__EXERCISE MATERIALS__:
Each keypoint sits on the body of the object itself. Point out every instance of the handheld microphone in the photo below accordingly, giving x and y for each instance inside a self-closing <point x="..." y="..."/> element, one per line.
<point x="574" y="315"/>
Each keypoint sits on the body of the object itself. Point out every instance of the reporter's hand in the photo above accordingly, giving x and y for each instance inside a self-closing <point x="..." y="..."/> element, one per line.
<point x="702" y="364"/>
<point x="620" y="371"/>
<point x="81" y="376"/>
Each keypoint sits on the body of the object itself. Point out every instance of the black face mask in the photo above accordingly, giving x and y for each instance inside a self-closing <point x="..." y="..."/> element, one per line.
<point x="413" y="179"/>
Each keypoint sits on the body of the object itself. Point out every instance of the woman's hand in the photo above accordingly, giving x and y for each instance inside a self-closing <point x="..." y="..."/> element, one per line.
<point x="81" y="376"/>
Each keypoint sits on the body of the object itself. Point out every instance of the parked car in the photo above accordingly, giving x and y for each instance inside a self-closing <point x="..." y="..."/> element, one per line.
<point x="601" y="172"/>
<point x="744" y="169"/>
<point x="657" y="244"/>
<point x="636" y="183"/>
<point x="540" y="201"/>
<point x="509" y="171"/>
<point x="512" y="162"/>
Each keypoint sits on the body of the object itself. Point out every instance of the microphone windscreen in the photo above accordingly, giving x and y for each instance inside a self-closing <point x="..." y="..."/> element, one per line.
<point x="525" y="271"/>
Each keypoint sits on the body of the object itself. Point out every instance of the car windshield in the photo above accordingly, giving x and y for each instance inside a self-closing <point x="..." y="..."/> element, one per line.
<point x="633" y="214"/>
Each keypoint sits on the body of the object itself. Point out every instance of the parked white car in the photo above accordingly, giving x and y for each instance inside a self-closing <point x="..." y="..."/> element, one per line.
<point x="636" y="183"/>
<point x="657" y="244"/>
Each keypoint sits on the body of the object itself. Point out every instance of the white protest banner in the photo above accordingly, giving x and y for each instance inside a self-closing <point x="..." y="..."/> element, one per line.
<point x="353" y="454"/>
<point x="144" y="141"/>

__WHAT IS ASKED__: Reproduce all the items above, swapping each "keypoint" for "marker" and leaving everything else the same.

__REPLY TO THE EXERCISE__:
Each marker sits on the body of the object itself. Point out every instance of the handheld microphone in the photo below accordingly, giving x and y for each instance inside a self-closing <point x="..." y="..."/> element, one per line.
<point x="574" y="315"/>
Each marker sits on the body of the object itself. Point out every instance of the reporter's hand in the photo above accordingly, giving x and y for each instance inside a self-closing <point x="..." y="..."/> element, one per line.
<point x="702" y="364"/>
<point x="620" y="371"/>
<point x="81" y="376"/>
Each marker sits on the body of the object itself. Point out every instance of the black face mask in the photo above accordingly, giving x and y for each instance inside a self-closing <point x="..." y="..."/> element, one per line.
<point x="413" y="179"/>
Each marker sits on the body of the object itself. Point out every instance of the woman's hand in the photo above accordingly, giving x and y for each instance inside a self-closing <point x="..." y="..."/> element, one per line.
<point x="81" y="376"/>
Each marker sits on the body of the object itself. Point out every instance of the parked car in the photo above accordingly, giving x and y for each instance inside a self-closing <point x="..." y="..."/> element, one per line.
<point x="601" y="172"/>
<point x="744" y="169"/>
<point x="657" y="244"/>
<point x="636" y="183"/>
<point x="540" y="201"/>
<point x="509" y="171"/>
<point x="512" y="162"/>
Each marker sits on the body of the object itself. Point out every instance of the microphone windscreen in the photo above accordingly, giving x and y for each instance inside a self-closing <point x="..." y="..."/> element, one per line.
<point x="525" y="271"/>
Each marker sits on the body of the object itself. Point out every instance of the car windshield in the photo above accordingly, giving x and y for each instance inside a self-closing <point x="..." y="..."/> element, one per line.
<point x="633" y="214"/>
Each marker sits on the body of the object itself. Point out every instance of the parked white car in the photo above accordingly, giving x and y for each instance inside a self-closing <point x="..." y="..."/> element, one per line.
<point x="636" y="183"/>
<point x="657" y="244"/>
Each marker sits on the body of the object itself. Point out every instance of the white protest banner in the photo above accordingly, giving x and y for each instance inside a self-closing <point x="..." y="..."/> element, one per line.
<point x="353" y="454"/>
<point x="144" y="141"/>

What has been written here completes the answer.